== Extracted material
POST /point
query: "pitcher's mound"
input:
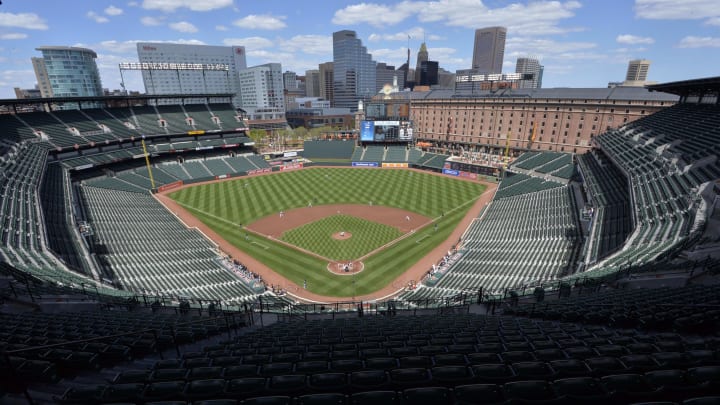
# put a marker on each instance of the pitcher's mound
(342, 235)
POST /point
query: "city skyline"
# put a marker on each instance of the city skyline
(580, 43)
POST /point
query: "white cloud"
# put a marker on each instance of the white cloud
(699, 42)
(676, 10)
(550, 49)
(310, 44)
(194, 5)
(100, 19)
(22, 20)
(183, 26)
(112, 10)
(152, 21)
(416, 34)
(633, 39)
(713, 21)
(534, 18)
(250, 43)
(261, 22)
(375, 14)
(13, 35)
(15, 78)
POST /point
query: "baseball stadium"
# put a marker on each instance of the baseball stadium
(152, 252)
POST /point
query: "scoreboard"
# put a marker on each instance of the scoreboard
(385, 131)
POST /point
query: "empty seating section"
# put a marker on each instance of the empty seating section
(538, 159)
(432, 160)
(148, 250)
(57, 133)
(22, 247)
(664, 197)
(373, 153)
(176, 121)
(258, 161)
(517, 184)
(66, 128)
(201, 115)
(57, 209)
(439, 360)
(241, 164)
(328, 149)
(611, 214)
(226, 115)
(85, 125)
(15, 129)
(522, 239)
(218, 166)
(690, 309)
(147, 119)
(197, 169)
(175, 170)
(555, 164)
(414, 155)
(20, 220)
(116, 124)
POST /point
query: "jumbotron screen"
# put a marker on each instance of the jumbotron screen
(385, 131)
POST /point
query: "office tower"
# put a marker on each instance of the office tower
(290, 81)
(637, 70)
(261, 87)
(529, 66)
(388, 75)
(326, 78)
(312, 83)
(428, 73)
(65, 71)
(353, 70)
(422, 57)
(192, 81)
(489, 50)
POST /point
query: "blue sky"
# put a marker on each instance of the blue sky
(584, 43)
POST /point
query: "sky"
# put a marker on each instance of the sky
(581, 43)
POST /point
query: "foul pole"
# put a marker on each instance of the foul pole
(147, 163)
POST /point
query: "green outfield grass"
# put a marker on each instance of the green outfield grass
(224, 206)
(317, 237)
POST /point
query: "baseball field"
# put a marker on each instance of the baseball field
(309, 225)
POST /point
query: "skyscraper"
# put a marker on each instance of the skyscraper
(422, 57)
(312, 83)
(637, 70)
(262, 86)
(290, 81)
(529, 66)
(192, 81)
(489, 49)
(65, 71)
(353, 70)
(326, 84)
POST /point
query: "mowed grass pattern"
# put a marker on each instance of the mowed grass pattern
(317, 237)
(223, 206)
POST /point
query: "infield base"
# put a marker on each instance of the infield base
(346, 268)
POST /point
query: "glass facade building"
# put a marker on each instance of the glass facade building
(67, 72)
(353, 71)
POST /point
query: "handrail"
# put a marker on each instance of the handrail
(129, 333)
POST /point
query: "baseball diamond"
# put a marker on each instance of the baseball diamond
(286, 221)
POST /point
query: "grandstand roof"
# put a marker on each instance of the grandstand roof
====
== Extracted material
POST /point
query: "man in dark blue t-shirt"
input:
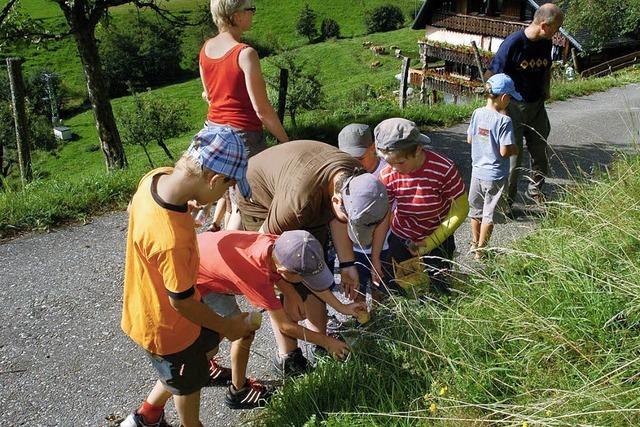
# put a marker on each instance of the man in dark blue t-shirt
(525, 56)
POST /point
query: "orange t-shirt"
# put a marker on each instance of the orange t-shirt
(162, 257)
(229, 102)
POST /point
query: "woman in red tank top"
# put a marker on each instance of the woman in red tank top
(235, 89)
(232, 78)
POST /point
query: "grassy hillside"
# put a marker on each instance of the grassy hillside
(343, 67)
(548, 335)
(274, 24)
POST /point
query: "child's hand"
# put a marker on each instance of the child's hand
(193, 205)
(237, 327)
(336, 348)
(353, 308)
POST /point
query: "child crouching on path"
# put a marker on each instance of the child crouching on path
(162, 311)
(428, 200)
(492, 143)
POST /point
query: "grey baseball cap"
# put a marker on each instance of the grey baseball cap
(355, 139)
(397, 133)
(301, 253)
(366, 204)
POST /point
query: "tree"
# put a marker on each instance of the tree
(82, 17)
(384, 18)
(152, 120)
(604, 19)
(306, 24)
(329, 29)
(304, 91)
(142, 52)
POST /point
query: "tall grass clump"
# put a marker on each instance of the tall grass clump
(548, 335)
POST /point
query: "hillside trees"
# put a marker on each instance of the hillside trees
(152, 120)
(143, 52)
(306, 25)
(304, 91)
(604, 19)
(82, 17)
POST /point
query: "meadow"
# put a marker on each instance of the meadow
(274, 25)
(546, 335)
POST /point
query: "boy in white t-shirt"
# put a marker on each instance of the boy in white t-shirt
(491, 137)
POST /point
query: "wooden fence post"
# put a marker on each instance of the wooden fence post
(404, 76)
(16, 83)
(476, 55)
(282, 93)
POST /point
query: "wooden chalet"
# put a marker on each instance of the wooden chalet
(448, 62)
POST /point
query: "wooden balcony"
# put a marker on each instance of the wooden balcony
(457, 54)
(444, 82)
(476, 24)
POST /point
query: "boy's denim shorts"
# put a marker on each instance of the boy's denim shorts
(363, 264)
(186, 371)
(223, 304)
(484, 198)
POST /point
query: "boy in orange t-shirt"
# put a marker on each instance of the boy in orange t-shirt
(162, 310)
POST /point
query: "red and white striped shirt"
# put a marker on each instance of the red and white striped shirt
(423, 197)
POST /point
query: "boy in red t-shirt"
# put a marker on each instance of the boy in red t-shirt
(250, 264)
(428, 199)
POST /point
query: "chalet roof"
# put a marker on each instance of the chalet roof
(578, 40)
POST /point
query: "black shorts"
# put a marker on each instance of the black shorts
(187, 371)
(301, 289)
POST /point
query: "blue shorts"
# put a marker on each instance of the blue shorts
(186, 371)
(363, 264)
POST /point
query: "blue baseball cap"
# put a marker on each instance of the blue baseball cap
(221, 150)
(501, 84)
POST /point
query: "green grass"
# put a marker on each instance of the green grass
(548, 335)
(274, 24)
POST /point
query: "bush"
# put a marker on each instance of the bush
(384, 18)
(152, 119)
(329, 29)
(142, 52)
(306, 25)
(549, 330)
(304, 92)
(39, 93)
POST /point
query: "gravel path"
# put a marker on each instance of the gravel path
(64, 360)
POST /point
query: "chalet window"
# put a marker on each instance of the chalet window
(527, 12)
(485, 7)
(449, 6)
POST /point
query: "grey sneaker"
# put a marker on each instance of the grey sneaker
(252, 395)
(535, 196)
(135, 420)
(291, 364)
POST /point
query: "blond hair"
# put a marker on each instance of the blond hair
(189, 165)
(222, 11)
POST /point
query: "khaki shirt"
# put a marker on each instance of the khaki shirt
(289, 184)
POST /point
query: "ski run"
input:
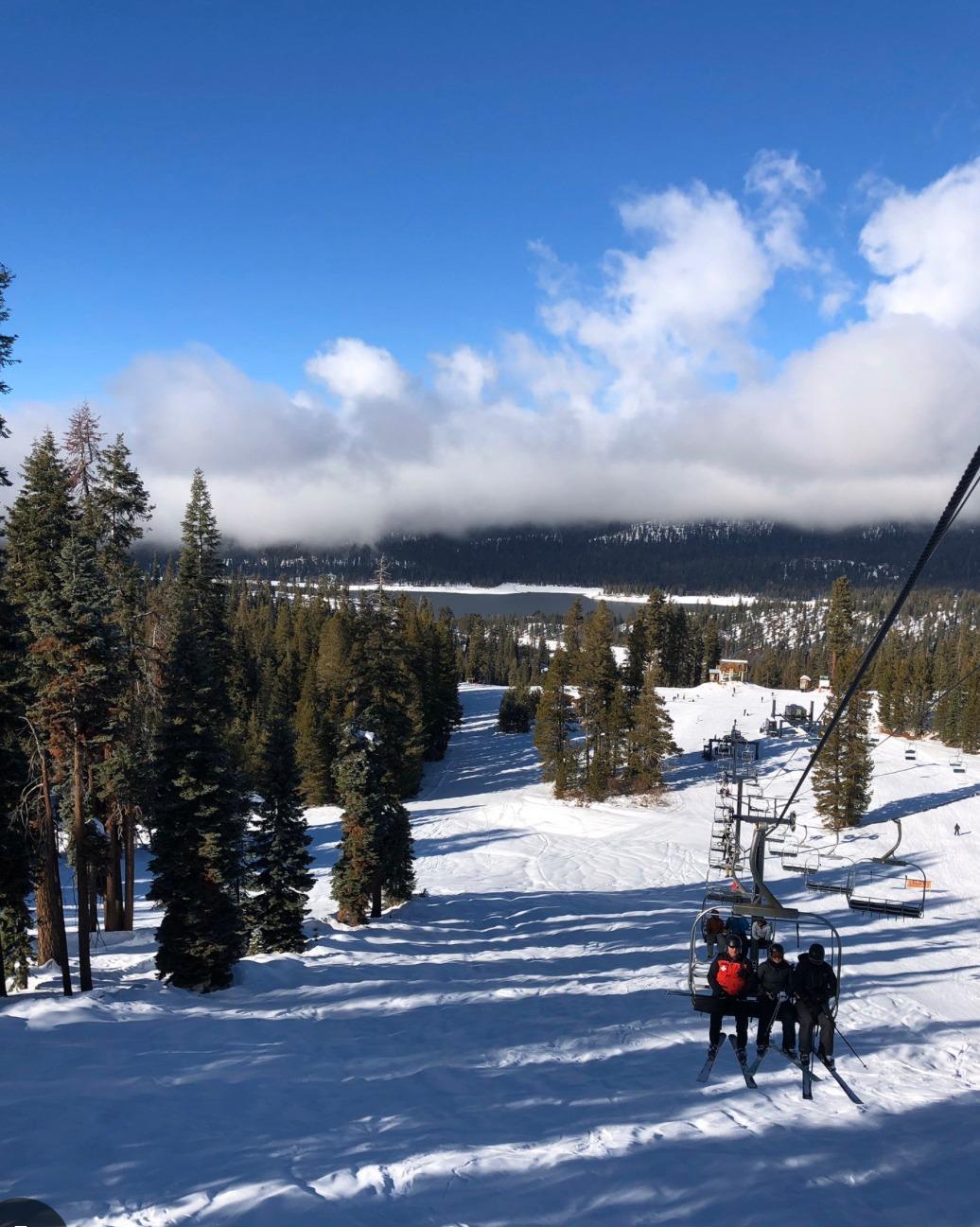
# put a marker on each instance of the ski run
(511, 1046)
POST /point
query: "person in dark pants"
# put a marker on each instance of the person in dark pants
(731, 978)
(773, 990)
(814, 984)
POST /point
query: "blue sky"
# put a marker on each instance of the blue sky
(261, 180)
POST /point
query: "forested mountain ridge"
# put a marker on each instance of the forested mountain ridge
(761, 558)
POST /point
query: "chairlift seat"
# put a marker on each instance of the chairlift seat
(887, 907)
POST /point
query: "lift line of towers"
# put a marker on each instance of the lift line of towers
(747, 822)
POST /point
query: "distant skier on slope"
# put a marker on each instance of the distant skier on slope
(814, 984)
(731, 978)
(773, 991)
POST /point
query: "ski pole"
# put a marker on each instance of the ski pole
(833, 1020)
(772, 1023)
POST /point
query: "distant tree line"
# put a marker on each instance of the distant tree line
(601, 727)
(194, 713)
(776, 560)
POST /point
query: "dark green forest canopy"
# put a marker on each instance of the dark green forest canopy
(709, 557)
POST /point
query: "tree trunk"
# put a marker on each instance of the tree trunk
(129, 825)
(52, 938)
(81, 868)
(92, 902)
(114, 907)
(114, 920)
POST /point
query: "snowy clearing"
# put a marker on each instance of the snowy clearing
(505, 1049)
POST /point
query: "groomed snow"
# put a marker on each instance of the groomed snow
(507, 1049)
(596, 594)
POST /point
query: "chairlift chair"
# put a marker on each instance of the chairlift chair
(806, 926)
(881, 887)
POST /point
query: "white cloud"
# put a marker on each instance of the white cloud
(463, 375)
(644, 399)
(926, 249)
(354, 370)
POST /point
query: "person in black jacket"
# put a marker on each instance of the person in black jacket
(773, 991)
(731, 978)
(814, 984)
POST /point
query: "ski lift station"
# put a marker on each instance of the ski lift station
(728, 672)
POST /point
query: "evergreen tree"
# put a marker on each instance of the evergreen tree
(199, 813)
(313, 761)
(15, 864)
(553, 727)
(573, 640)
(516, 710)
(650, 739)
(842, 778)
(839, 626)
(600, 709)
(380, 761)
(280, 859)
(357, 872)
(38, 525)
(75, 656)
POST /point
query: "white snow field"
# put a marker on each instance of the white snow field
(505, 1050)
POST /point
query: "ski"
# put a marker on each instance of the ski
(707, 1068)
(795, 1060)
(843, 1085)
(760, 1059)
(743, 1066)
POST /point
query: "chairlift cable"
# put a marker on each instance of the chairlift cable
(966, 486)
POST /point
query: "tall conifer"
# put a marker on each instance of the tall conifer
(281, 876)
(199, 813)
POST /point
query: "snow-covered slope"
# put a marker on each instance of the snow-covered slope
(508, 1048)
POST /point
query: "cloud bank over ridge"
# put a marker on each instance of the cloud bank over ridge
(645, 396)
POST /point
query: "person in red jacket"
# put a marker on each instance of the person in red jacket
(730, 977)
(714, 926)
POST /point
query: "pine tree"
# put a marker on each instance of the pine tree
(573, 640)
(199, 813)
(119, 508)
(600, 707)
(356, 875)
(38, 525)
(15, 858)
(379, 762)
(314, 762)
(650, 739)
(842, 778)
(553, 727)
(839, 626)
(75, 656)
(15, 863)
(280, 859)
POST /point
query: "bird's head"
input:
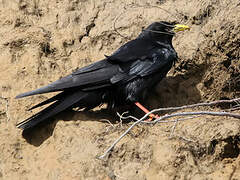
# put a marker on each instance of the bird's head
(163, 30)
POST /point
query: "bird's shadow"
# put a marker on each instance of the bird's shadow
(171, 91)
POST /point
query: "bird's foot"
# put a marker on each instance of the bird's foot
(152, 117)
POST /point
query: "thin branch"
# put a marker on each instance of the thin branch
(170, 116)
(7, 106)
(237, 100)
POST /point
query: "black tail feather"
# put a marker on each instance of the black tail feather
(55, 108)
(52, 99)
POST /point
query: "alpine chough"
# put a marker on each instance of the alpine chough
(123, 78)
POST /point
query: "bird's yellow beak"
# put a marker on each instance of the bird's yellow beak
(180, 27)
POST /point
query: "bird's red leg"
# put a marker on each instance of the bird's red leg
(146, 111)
====
## Written problem
From the listing above, report every line that contains the word "wooden", matching case exactly.

## Answer in full
query: "wooden fence post"
# put a marker on each instance of the wooden fence post
query: "wooden chalet"
# put a marker on each instance of the wooden chalet
query: "wooden balcony"
# put a marker on each instance of the wooden balcony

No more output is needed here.